PROMPT.
Can the data below be echoed back word for word?

Source data.
────────

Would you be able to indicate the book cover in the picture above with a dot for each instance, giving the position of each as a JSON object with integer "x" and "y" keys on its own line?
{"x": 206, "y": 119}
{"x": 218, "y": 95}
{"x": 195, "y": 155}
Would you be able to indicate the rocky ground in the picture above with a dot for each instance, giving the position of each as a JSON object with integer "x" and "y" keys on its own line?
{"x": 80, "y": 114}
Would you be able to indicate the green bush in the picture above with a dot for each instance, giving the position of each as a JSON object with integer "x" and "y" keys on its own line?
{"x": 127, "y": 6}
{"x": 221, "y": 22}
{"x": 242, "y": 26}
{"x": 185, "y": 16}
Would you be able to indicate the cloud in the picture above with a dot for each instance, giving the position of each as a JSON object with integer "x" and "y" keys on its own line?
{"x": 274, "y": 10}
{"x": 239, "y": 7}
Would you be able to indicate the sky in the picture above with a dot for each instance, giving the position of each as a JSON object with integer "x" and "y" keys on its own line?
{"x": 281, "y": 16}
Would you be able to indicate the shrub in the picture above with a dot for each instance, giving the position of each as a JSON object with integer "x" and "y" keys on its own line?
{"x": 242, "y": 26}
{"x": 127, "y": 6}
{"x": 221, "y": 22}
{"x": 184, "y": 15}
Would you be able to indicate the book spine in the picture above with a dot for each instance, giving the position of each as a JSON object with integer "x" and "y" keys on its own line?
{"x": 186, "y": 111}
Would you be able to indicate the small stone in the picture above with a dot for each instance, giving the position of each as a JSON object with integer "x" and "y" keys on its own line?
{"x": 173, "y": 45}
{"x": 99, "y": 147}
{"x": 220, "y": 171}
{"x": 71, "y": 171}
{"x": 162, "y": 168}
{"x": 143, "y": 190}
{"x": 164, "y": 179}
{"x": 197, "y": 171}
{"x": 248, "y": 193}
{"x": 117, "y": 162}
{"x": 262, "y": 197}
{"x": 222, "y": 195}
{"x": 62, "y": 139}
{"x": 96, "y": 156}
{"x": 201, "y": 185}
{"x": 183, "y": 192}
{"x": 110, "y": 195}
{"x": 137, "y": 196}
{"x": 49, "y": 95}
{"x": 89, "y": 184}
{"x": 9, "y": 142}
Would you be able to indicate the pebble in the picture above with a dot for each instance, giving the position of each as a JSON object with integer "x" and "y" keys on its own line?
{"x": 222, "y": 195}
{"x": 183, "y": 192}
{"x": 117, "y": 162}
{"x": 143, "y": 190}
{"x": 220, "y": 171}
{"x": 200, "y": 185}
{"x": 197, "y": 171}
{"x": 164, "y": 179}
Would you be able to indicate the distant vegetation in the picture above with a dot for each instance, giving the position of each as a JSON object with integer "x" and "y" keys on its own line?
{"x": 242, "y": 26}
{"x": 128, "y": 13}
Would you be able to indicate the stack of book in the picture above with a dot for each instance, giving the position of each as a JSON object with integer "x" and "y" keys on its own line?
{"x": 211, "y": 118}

────────

THE RESULT.
Would you be able to indicate the book cover in the picture above with a dot for each instance, giving the position of each as a JSON object with integer "x" and "y" keys on its own line?
{"x": 206, "y": 119}
{"x": 218, "y": 95}
{"x": 195, "y": 155}
Would you be able to indicate the rocky ground in the picture above with a dot for each instance, giving the position of each as a JSON object with integer "x" and "y" keys on its own line?
{"x": 80, "y": 114}
Would you be able to indicate the green bush in the picture above with a dot for each instance, giving the position of each as a JSON object with integer "x" and "y" keys on its own line?
{"x": 127, "y": 6}
{"x": 221, "y": 22}
{"x": 242, "y": 26}
{"x": 185, "y": 16}
Would you be able to indicate the cloud in the picture above with a dot for each instance, giving the position of each as a JSON object with integer "x" and "y" keys on its own line?
{"x": 274, "y": 10}
{"x": 239, "y": 7}
Would you be able to indicate the sky in the picture above with a dot for each instance, giving the position of each as a JSON object with integer "x" and "y" keys on its own line?
{"x": 281, "y": 16}
Would you be able to indicate the shrub in the picture above with a dot for each instance, giving the position of each as a JSON object with integer "x" and "y" keys on its own line?
{"x": 242, "y": 26}
{"x": 127, "y": 6}
{"x": 221, "y": 22}
{"x": 184, "y": 15}
Would you be able to indicate the book spine in the picture above with a dot for each instance, giving the position of each as a JSON object with integer "x" and "y" keys on its own line?
{"x": 186, "y": 111}
Would you be able to indicate the small stone in the picture above with a dot for each instance, giving the position of each as a JSON object with integer "x" and "y" keys on its own line?
{"x": 173, "y": 45}
{"x": 99, "y": 147}
{"x": 220, "y": 171}
{"x": 71, "y": 171}
{"x": 162, "y": 168}
{"x": 143, "y": 190}
{"x": 164, "y": 179}
{"x": 197, "y": 171}
{"x": 248, "y": 193}
{"x": 117, "y": 162}
{"x": 262, "y": 197}
{"x": 222, "y": 195}
{"x": 62, "y": 139}
{"x": 96, "y": 156}
{"x": 201, "y": 185}
{"x": 183, "y": 192}
{"x": 110, "y": 195}
{"x": 137, "y": 196}
{"x": 49, "y": 95}
{"x": 89, "y": 184}
{"x": 9, "y": 142}
Would you be able to indicate the pebble in the picture above with a dot for each instance, giving the position of each as a JSON object with integer "x" and "y" keys on its own line?
{"x": 222, "y": 195}
{"x": 183, "y": 192}
{"x": 117, "y": 162}
{"x": 143, "y": 190}
{"x": 220, "y": 171}
{"x": 200, "y": 185}
{"x": 197, "y": 171}
{"x": 164, "y": 179}
Would you be able to indicate the distant vegetation in the picture above with a dot for each instance, giving the position of each as a JSON object with integer "x" and "y" keys on its own line?
{"x": 242, "y": 26}
{"x": 128, "y": 13}
Would you be able to indicate the stack of book in the picture above with a dot for each instance, giving the position of each as a JSON object with integer "x" and "y" keys on its own line?
{"x": 211, "y": 118}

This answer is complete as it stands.